**Material for the task**
=====

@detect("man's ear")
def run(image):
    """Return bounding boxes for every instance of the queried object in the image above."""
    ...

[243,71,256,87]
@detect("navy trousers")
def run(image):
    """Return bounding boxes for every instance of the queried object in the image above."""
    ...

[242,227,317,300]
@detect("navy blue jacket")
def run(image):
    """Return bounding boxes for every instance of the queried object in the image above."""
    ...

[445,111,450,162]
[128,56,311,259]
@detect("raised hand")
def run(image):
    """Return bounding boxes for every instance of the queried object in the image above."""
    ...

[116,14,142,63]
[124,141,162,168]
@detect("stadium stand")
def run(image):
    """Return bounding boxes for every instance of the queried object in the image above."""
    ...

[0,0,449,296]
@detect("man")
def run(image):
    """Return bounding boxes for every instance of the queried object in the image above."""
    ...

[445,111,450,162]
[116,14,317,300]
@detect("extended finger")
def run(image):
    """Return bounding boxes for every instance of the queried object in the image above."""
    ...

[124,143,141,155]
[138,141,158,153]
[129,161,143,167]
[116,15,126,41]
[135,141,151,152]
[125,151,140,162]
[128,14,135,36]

=====

**Goal of the exercise**
Scan the material above for the string "navy". Copy each line that holds it.

**Answer to the problem**
@detect("navy trousers")
@detect("navy blue jacket")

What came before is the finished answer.